# PROMPT:
All of the entries below should be copied exactly as they appear.

(Referring expression pointing data)
────────────────────────────────────────

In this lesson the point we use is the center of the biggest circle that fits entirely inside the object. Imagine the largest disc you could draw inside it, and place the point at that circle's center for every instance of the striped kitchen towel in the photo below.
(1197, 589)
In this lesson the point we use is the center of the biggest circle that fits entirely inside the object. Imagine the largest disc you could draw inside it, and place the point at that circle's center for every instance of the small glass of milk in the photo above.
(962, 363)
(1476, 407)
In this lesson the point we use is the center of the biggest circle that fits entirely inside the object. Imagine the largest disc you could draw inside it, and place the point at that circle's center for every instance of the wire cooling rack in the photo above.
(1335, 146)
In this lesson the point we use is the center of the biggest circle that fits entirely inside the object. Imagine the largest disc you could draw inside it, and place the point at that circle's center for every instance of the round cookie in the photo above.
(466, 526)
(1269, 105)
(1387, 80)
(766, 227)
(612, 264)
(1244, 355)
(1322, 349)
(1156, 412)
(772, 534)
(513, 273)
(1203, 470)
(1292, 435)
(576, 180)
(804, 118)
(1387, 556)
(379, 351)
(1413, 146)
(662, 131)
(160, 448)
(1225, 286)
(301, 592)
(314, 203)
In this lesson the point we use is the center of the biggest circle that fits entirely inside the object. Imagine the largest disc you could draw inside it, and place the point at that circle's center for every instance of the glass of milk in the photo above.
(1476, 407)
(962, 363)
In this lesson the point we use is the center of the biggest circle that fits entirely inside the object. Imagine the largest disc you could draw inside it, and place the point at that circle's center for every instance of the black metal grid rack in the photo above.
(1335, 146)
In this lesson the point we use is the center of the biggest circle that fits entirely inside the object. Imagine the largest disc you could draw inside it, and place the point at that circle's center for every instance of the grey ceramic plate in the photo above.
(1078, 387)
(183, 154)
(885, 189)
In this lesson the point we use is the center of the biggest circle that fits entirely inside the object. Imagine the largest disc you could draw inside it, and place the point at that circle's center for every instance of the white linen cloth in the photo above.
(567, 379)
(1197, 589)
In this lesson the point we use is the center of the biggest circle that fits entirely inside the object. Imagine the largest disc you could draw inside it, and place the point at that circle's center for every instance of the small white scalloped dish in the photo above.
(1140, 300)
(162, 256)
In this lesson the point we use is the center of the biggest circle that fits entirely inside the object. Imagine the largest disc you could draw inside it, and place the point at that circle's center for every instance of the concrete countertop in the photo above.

────────────────────────────────────────

# TASK RESPONSE:
In this lesson the point we use is the center of the biggest circle that fits entirely inside the object. Imagine the largest disc you could draw inside it, and place the point at that circle's center for every instance of the striped kitchen towel in the photo below.
(1197, 589)
In this lesson the point we use is the center of the biggest circle that fits entirely inside the object. Imagine the largest disc you could draw inside it, and place the point at that circle's center for every instance of the small glass of milk in the photo above.
(962, 363)
(1476, 407)
In this lesson the point we use is the center of the biggest circle that fits entirely inside the object. Imagine the largest disc you could draw inside it, and place the point at that circle's center for every instance of the wire cooling rack in the photo above.
(1335, 146)
In this lesson the point we use is the center of the biggest circle that fits entirely inside the object. Imagine the largest disc you could draw inside it, and place the point at that circle's center for every instance of the round cookie in the photo above.
(466, 526)
(1269, 105)
(1387, 80)
(766, 227)
(612, 264)
(1244, 355)
(1322, 349)
(1156, 412)
(772, 534)
(513, 273)
(1203, 470)
(1292, 435)
(576, 180)
(804, 118)
(1387, 556)
(379, 351)
(1413, 146)
(662, 131)
(160, 448)
(1225, 286)
(301, 592)
(314, 203)
In this lesson the point we use is the center of the biggest circle that fits entirely inside the object. Imagine the largest disc you could draw inside it, and place the point at that circle's center for every instance of the glass of milk in the photo above.
(1476, 407)
(962, 363)
In this lesson the point we use is the center of the biggest circle that fits entirely inside the object. Imagine the largest disc you could draw inside it, and place the point at that circle's center for every instance of the black metal grid rack in the photo above.
(1335, 146)
In this lesson the point we use is the center of the biggest circle that fits entirely inside the object. Imagine the largest disc you could draw inside it, and place the point at that circle's center for every instance of the grey ceramic plate in the photo above.
(1078, 387)
(183, 154)
(885, 189)
In this lesson the point we use is the center of the biggest circle that fits entirely inside the object. Imagine the largest disc you could draw inside it, and place the point at that circle's center for every instance of the white linen cloth in the photo above.
(567, 379)
(1197, 589)
In this lesson the point we use is the center of the biggest circle that fits entirely inside the object. Imagine the largest disc you could draw inside it, and place the point at that circle's center for every instance of the small white scalloped dish in the photo above.
(1140, 300)
(162, 256)
In this lesson the point we use is the center of the biggest circle that fits entirely inside the object. Imagine the largest disc you could draw inside it, and place the point at that circle's center for every instance of the concrete countertop in the photo above.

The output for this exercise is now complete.